EXERCISE INPUTS –
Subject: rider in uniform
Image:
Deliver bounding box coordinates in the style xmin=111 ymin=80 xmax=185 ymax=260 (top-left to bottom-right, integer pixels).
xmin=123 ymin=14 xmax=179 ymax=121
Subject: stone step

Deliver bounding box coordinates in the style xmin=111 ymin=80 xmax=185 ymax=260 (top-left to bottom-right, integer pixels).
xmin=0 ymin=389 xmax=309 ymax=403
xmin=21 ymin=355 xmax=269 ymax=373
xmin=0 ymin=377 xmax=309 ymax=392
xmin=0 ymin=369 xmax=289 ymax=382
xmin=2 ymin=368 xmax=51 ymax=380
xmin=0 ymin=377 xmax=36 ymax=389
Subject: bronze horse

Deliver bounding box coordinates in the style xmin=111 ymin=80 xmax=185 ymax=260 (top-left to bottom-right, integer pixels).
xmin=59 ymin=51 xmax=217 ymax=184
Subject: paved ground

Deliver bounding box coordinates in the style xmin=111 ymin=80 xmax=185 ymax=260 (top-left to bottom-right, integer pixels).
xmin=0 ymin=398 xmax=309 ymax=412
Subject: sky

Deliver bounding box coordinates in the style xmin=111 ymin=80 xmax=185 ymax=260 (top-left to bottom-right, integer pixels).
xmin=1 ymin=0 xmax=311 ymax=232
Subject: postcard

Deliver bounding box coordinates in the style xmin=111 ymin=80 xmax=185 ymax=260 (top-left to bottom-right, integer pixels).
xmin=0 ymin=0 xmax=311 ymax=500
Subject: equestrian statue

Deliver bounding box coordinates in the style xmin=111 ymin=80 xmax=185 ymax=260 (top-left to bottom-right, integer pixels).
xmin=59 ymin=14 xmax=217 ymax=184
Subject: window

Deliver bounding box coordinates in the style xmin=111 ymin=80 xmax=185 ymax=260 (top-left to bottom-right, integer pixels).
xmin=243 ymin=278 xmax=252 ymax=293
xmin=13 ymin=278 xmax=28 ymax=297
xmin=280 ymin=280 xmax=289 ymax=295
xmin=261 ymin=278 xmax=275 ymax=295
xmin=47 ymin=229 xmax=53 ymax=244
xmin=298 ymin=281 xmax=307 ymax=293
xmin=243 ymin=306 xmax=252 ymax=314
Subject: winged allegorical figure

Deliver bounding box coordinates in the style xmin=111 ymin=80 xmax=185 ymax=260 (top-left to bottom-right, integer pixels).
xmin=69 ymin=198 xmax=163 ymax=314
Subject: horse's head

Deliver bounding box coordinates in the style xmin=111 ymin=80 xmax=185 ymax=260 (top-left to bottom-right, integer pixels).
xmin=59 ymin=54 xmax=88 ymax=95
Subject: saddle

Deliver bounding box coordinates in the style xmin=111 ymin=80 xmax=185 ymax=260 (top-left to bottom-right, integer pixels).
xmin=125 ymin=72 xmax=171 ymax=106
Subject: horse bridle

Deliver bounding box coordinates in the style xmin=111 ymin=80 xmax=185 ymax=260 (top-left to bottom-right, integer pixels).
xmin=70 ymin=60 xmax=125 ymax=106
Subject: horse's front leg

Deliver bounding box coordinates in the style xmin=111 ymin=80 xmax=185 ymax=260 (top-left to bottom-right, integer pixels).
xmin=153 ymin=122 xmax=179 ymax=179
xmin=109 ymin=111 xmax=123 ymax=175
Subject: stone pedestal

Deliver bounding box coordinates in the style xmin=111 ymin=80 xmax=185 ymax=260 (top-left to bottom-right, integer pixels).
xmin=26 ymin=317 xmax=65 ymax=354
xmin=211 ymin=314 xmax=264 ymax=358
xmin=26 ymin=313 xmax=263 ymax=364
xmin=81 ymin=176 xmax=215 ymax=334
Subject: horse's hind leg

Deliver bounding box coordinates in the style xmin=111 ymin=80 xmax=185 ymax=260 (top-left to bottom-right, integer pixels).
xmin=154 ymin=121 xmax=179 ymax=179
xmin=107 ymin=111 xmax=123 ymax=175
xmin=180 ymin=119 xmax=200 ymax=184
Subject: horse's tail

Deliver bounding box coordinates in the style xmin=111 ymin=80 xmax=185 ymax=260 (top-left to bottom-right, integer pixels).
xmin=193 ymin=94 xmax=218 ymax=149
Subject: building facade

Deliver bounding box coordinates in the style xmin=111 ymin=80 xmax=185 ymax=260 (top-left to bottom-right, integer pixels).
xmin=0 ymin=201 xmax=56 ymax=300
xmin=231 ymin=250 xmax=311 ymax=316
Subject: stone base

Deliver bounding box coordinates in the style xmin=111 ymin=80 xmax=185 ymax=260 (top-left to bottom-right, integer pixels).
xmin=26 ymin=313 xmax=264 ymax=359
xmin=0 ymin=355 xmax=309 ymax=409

YOUR TASK – Could you rescale the items that begin at the line containing "Subject: bronze horse" and stop after the line containing "xmin=0 ymin=398 xmax=309 ymax=412"? Give only those lines again, requests included. Multiply every bounding box coordinate in the answers by 2.45 and round to whole numbers, with halves rounded up. Leave the numbers in the requests unchanged.

SOLUTION FOR THIS PROBLEM –
Subject: bronze horse

Deliver bounding box coordinates in the style xmin=111 ymin=80 xmax=185 ymax=260 (top-left to bottom-right, integer pixels).
xmin=145 ymin=125 xmax=532 ymax=451
Subject: paved ground

Deliver bounding box coordinates in the style xmin=111 ymin=80 xmax=185 ymax=260 (top-left to bottom-right, integer pixels).
xmin=0 ymin=975 xmax=757 ymax=1009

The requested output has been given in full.